• Texte étudié:
···
En termes d’attentes, il n’y a pas d’objectifs déjà définis et quantifiables ou de résultats attendus. C’est ce qui est intéressant avec ces projets, c’est que ce sont aussi des projets de recherche. Les possibles restent ouverts. Notre objectif est de devenir partenaire des acteurs locaux et de pouvoir travailler sur les facteurs psycho-sociaux de la santé. En terme de plus-value, l’objectif serait donc d’avoir des lieux où les usagers et les professionnels se retrouvent et se sentent bien, autant individuellement que dans la création de lien social. Les moyens pour y arriver sont encore à penser. C’est ce qui est enthousiasmant avec le projet : nous cherchons, en nous appuyant sur le savoir existant, à consolider et à produire du savoir, pour améliorer nos projets, mais aussi pour le diffuser et partager notre expérience. Le futur du projet, c’est d’une part, de trouver où placer le curseur de la transversalité dans le continuum entre les soins spécifiques et l’intégration des services, et d’autre part, d’offrir des services pertinents par rapport aux besoins des quartiers. Tout cela reste à voir avec les professionnels, avec les usagers et avec les gens du quartier, qui sont ceux qui connaissent le mieux leurs propres besoins, ceux de leur quartier et ce que nous pourrons apporter.

JFG : Comment concevez-vous la relation entre le travail engagé des ASBL et ONG et les pouvoirs publics ? Comment bien distinguer le rôle de chacun ?

IH : Vous me posez la question dans un contexte bien particulier, qui est celui du santé-social. Le système en Belgique est porté par des acteurs privés. Il y a très peu d’acteurs publics, si ce n’est le social que fait le CPAS. Si vous regardez les services sociaux, les services de santé mentale, les soins, même les hôpitaux, ce sont tous, à quelques exceptions près, des ASBL.

Globalement, on est dans une logique où les pouvoirs publics cadrent et financent alors que l’associatif opère. C’est un système qui a des avantages, mais aussi des inconvénients. Je dirais que l’avantage, c’est la flexibilité du système, sa capacité d’adaptation qui vient de la réactivité des acteurs de terrain, mais du coup, il faut que les politiques suivent. Il faut les convaincre de faire évoluer la législation et le financement dans la direction qui émane de l’analyse de terrain.
···
• Extraits de données:
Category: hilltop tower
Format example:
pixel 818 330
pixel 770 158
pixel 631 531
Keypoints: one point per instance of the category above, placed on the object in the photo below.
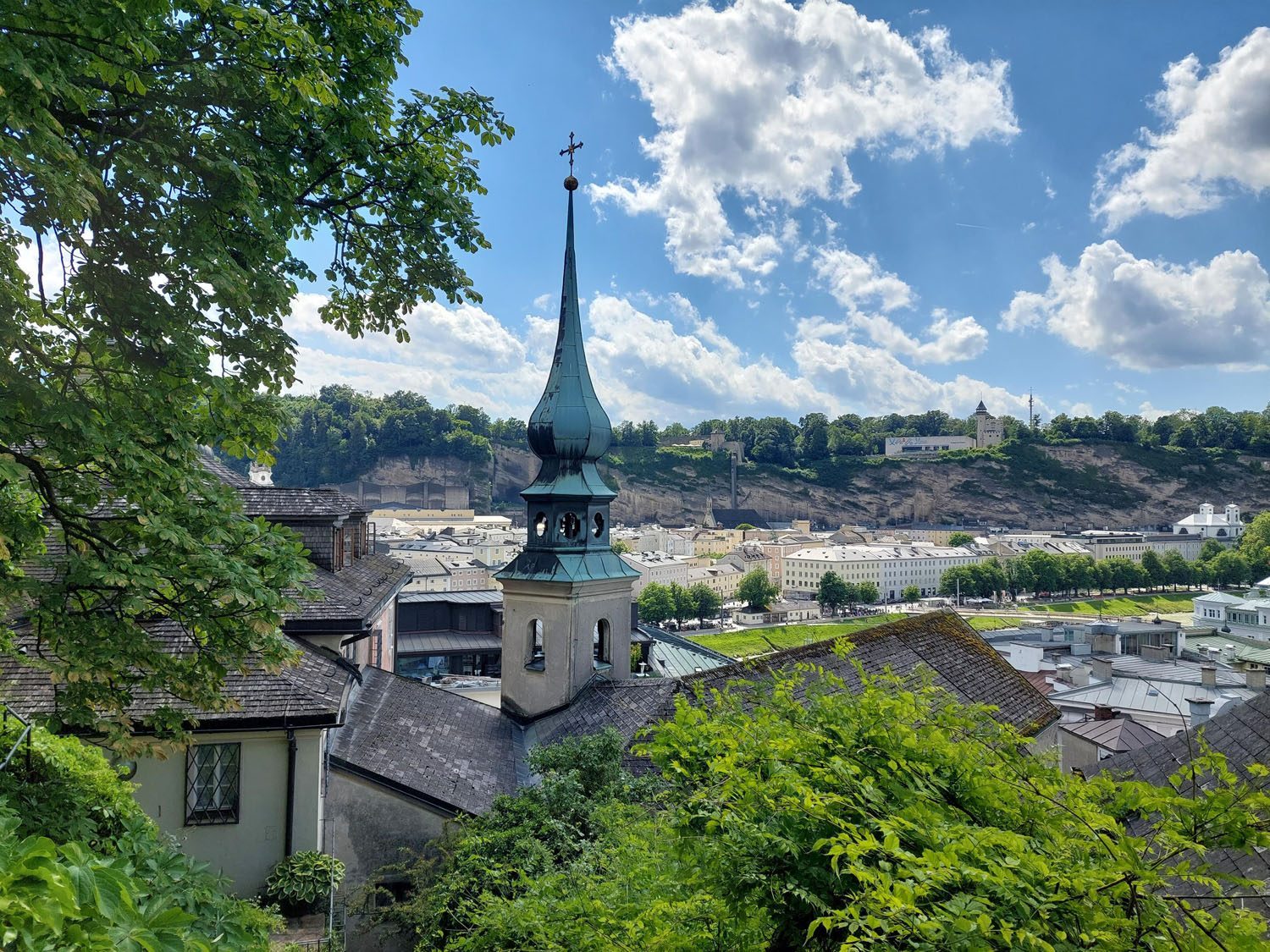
pixel 987 428
pixel 566 598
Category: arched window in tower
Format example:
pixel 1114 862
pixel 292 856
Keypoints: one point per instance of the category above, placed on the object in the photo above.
pixel 602 645
pixel 538 658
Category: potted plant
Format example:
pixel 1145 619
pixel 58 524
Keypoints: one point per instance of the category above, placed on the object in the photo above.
pixel 302 880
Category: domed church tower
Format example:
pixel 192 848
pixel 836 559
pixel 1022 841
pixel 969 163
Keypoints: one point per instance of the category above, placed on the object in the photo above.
pixel 566 598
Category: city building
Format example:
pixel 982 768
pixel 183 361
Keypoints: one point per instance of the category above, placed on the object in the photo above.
pixel 660 568
pixel 1206 523
pixel 892 568
pixel 988 429
pixel 721 579
pixel 1234 614
pixel 926 446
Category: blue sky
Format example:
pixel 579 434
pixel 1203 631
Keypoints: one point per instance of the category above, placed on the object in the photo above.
pixel 856 210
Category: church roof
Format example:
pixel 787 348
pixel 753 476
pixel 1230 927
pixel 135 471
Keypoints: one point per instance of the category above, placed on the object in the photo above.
pixel 447 751
pixel 962 662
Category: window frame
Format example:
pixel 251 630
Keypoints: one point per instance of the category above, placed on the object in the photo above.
pixel 224 784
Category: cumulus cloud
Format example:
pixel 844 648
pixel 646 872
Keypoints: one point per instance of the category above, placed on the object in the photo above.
pixel 456 355
pixel 873 380
pixel 767 102
pixel 860 282
pixel 676 367
pixel 869 294
pixel 1214 140
pixel 1148 315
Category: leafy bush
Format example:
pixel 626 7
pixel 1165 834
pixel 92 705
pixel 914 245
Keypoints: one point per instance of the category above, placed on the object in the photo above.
pixel 83 867
pixel 305 878
pixel 70 791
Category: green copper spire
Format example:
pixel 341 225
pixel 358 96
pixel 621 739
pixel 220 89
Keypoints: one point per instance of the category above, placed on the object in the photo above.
pixel 569 432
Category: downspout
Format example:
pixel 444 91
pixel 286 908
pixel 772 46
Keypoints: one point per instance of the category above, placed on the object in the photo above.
pixel 291 791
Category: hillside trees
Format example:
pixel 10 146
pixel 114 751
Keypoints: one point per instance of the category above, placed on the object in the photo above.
pixel 157 160
pixel 797 814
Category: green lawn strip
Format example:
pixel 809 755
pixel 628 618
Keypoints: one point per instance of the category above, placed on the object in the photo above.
pixel 1120 606
pixel 990 624
pixel 757 641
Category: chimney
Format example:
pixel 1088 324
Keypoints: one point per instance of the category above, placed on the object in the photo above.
pixel 1199 710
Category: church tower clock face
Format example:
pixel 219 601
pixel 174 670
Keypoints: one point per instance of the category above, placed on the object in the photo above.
pixel 566 598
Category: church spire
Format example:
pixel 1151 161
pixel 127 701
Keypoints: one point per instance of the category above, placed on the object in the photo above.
pixel 566 596
pixel 569 429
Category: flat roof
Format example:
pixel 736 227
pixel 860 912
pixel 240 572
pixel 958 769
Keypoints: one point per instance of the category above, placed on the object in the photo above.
pixel 484 597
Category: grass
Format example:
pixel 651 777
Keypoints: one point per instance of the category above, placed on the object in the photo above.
pixel 1120 606
pixel 761 641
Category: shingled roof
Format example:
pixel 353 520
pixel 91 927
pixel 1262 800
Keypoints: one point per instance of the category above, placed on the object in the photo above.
pixel 1242 734
pixel 447 751
pixel 959 659
pixel 310 693
pixel 352 596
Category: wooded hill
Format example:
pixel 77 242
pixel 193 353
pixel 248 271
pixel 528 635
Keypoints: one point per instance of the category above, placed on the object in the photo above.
pixel 1084 472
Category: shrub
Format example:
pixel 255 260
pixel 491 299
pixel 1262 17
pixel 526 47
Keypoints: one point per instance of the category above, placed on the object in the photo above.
pixel 305 878
pixel 83 867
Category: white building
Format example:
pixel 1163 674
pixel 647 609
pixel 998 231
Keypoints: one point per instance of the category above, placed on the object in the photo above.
pixel 660 568
pixel 1208 525
pixel 1247 616
pixel 926 446
pixel 892 568
pixel 1133 545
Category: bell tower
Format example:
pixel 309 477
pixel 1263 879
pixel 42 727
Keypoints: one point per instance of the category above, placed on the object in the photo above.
pixel 566 598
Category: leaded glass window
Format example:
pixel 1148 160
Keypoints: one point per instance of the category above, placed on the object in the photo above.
pixel 213 784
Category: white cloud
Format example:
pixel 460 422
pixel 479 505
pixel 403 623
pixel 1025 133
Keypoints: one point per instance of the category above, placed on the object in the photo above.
pixel 455 355
pixel 1214 140
pixel 863 289
pixel 681 367
pixel 858 282
pixel 1147 315
pixel 947 339
pixel 871 380
pixel 769 101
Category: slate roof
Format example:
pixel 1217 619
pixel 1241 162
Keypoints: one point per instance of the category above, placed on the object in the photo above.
pixel 482 597
pixel 1115 733
pixel 352 596
pixel 1242 733
pixel 213 464
pixel 962 662
pixel 310 693
pixel 454 753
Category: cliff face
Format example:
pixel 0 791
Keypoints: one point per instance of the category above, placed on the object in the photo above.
pixel 1019 485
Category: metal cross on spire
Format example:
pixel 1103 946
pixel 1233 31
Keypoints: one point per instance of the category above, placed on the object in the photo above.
pixel 571 150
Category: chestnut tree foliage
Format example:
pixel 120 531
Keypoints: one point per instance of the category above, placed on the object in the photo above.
···
• Consignes:
• a. D'après l'entretien sur le santé-social en Belgique, sous quelle forme sont organisés presque tous les services sociaux, les services de santé mentale et les hôpitaux ?
• b. Écrivez la suite de l'entretien sur le santé-social en Belgique, en reprenant juste après sa dernière phrase.

• Réponses par tâche:
• a. À quelques exceptions près, ce sont tous des ASBL.

• b.
Après, il y a maintenant, depuis peu, des réformes qui viennent d’en haut, comme par exemple récemment une grande réforme en psychiatrie, divers projets de prise en charge des maladies chroniques. Le transfert des compétences en  santé du fédéral vers les Régions et la Cocom pousse aussi les pouvoirs publics régionaux à se positionner dans l’organisation des soins. Il y a donc pour le moment un mouvement de va-et-vient entres les pouvoirs publics et les acteurs de terrain au niveau local ou régional.
En même temps, nous dépendons de plusieurs niveaux de  gouvernements.  Pour la santé, c’est plutôt les niveaux fédéral, régional et communautaire. Pour le social, c’est davantage aux niveaux local et régional/communautaire que ça se passe, notamment avec la COCOF dans le cas qui nous occupe ici. Pour ce qui concerne notre projet, nous rencontrons des politiques au niveau communal et régional qui sont intéressés par notre initiative. Et globalement, je trouve que les pouvoirs publics bruxellois sont souvent à l’écoute des propositions par les acteurs de terrain et le milieu associatif, même en dehors des périodes électorales ! Bref, on sent depuis un moment un enthousiasme pour l’innovation : les acteurs publics sont à la recherche de solutions pour relever les défis qui sont à leurs portes.